During their trial in court, she and other defendants had to stand next to a wall with their hands tied behind their backs “for an hour and a half, or two hours”. But the guard must have decided that this was not right, because he let them have breaks – taking them to the restroom or to have a smoke.
“When the trial was over, he said he was very tired of working in the system,” Gebremariam said. “He said its cruelty and absence of humanity was killing him, and that he wanted to live a simple life and didn’t care what became of him – whether he worked as a taxi driver, or went back home to help his father in the countryside.” I asked her what became of the man. “As far as I know, he did quit.”
But that was more of an exception, rather than the rule, she emphasised. Some guards, on the contrary, “wanted to hurt people, mentally and physically, in very perverse and sadistic ways”. Afanasyeva agreed – many of them were “overly proactive” in punishing prisoners. That’s why she often chose secret, small acts of protest, like studding the sewing cushion with red and white pins. Of the guards she said, “there is no sense in trying to prove something to them.”
The female-led government-in-exile
But with fellow prisoners it was different. She told me about making bouquets of three autumn leaves, to resemble the red-and-white opposition flag. Another form of hidden protest was doing work poorly at the sewing factory, which for her wasn’t hard to achieve. “It happened naturally because I’m not very skilled at sewing!” she laughed.
She was skilled at decorating, though. She told me how, in the colony, they only had black clothes, but they were permitted to mark these items with their names, in bleach, so that they wouldn’t get stolen. Along with some other political detainees, Afanasyeva added glittery paint to the bleach and marked one of her T-shirts with a “GRL PWR” inscription. She hid the T-shirt under other clothes, but secretly wearing it made her feel powerful.
As we talked, she lifted up the black T-shirt and showed me the words “GRL PWR” written on the back. She was able to smuggle it out of the penal colony. Now it reminds her of the years spent in imprisonment, but also of the bonds she formed with the other women, some of whom she still sees now that they’ve been released. “Many of them have become my close friends,” she tells me. “Going to the cinema, sharing a pizza, or even having a chat with someone who has been through a similar experience is easier. That’s why we stick together.”

Data shown
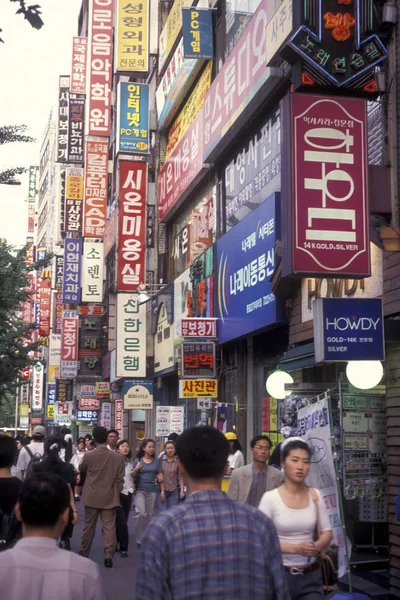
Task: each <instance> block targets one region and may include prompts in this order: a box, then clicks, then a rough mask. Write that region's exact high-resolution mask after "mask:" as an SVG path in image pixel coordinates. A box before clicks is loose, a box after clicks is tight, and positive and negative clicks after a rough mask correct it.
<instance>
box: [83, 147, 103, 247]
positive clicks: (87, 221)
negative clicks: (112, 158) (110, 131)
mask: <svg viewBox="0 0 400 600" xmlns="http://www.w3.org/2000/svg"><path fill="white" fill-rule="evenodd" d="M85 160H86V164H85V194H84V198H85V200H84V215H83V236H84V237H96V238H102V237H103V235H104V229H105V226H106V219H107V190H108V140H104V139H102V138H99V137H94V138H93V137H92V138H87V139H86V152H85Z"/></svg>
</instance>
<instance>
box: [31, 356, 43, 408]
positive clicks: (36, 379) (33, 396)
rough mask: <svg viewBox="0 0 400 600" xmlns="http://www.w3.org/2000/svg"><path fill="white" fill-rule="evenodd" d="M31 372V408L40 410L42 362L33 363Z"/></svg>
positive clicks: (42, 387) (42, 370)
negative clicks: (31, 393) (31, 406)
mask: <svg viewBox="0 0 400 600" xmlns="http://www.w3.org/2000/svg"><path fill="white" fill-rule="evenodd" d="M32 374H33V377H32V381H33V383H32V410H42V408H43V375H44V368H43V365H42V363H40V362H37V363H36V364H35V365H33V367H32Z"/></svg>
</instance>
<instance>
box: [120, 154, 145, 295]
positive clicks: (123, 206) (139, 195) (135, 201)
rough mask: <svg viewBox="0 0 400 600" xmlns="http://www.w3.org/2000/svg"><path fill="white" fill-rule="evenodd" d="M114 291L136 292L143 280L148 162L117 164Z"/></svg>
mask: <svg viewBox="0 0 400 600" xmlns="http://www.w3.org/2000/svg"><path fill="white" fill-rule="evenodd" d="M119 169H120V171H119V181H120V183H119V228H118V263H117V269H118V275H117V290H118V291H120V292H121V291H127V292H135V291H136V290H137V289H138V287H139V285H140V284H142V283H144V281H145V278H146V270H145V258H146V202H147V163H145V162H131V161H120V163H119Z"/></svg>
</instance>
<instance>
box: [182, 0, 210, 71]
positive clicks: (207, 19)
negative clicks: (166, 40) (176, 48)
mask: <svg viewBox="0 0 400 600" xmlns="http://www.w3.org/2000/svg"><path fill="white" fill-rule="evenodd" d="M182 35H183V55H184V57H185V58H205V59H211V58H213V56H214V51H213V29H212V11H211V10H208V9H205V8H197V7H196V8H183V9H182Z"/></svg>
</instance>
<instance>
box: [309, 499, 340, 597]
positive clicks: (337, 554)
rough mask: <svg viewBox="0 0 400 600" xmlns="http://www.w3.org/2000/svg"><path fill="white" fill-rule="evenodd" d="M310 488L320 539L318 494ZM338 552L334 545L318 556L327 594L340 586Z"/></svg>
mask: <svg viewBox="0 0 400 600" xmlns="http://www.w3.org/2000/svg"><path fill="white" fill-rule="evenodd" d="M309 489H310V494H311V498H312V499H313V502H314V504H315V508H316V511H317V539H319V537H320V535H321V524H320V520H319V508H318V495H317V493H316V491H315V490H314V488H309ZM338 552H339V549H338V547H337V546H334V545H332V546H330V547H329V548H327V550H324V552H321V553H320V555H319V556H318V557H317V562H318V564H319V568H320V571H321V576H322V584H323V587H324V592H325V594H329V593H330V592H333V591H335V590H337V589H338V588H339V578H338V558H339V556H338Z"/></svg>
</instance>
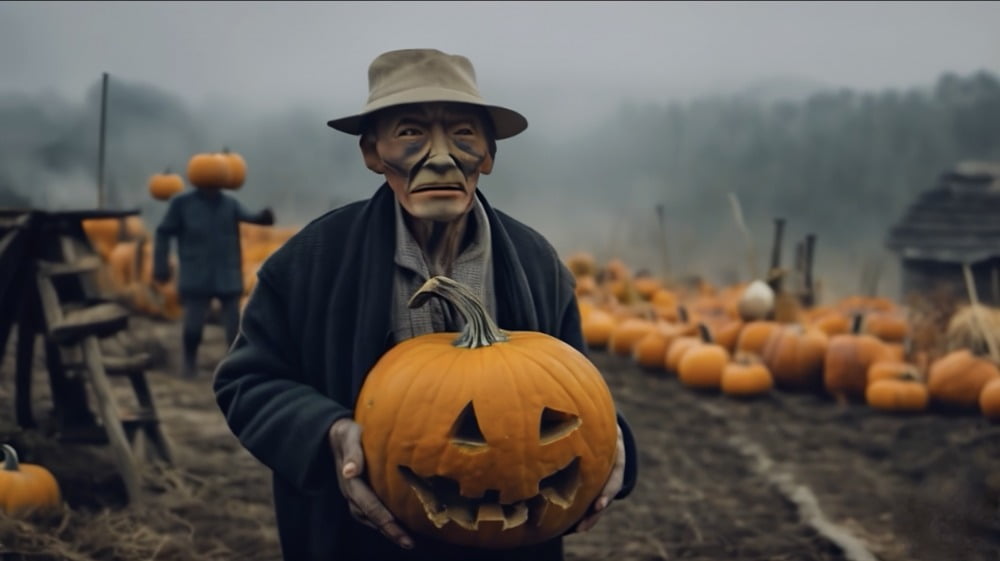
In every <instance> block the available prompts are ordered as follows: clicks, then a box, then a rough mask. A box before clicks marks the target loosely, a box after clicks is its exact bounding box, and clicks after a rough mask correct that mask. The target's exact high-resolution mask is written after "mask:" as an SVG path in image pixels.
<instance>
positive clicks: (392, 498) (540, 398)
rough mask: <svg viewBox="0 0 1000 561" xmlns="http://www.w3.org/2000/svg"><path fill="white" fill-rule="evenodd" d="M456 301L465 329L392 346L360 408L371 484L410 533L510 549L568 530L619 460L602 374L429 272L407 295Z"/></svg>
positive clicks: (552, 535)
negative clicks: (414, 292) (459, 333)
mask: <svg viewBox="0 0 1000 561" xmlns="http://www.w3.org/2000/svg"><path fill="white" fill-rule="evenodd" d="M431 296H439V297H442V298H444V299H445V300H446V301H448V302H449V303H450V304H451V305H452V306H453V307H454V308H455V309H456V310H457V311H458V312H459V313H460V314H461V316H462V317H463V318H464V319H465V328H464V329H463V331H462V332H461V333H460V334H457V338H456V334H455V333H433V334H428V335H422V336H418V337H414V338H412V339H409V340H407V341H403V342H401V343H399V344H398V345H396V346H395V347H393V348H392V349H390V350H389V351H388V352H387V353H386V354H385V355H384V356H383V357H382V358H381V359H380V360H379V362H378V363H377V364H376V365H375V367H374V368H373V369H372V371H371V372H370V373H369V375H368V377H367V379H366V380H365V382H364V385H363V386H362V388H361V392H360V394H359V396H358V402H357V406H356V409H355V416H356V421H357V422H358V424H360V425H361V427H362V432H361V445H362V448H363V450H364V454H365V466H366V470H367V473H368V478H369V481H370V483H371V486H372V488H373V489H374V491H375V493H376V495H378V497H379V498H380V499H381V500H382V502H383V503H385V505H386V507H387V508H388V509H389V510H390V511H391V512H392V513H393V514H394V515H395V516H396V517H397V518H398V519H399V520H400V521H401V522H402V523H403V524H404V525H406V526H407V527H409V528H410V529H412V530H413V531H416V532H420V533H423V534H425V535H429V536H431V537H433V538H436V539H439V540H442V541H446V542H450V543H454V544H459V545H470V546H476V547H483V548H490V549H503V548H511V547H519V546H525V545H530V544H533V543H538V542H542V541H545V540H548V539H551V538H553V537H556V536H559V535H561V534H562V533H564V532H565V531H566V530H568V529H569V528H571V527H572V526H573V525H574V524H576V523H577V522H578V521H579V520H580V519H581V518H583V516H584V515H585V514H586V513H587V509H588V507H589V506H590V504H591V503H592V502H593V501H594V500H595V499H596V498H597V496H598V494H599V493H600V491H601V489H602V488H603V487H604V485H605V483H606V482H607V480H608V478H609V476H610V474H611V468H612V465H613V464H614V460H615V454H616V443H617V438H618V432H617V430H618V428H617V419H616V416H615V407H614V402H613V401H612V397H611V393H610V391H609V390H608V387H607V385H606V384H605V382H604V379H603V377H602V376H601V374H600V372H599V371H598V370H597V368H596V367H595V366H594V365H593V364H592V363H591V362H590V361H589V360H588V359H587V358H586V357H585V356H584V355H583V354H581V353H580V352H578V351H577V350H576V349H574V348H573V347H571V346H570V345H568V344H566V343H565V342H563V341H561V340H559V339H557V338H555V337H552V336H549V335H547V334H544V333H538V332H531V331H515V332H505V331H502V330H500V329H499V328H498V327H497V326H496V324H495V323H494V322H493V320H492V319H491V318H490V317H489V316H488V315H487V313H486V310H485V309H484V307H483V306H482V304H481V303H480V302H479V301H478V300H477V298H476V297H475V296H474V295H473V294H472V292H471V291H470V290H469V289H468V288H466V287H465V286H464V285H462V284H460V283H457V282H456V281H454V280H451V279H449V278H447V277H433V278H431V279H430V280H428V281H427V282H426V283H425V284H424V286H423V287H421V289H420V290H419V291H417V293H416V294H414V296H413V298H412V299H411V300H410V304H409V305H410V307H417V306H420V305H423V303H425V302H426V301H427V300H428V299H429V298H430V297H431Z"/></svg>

Apply what you read
1 > In the account of the imprisoned women, what inscription did Afanasyeva mark on one of her T-shirts?
2 > Reproduce the account of the imprisoned women, everything from "During their trial" down to "have a smoke.".
3 > Proceed with the account of the imprisoned women, starting after its final sentence.

Responses per task
1 > She marked it with "GRL PWR."

2 >
During their trial in court, she and other defendants had to stand next to a wall with their hands tied behind their backs “for an hour and a half, or two hours”. But the guard must have decided that this was not right, because he let them have breaks – taking them to the restroom or to have a smoke.

3 >
Today, Lukashenko has regained total political control of Belarus, having dismantled the opposition and clamped down on civil society. And although he has released dozens of political prisoners under US pressure, many women dissidents remain in captivity. Inside Belarus, no one talks in public about the political prisoners. But their cause is considered a top priority by Belarusian civil society, which continues to organise abroad.
The 2020 protests showed what civil society might be able to acheive, as well as women’s ability to take the lead. Within hours of her release in December, Maria Kolesnikova was filmed wearing her signature red lipstick and calling for the release of those who remain in prison. Tsikhanouskaya has formed a government-in-exile, which is preparing democratic reforms that, according to Zhukouskaya, will be implemented as soon as “a window of opportunity” opens for political changes.
When that happens, she hopes that civil society in Belarus will come together to build a new future. Perhaps it will be led by women – once they return from exile and are released from jail. Lukashenko has put much effort into cracking down on them. But listening to the women I spoke to gave me the feeling that the state hasn’t yet managed to crush this source of resilience and opposition.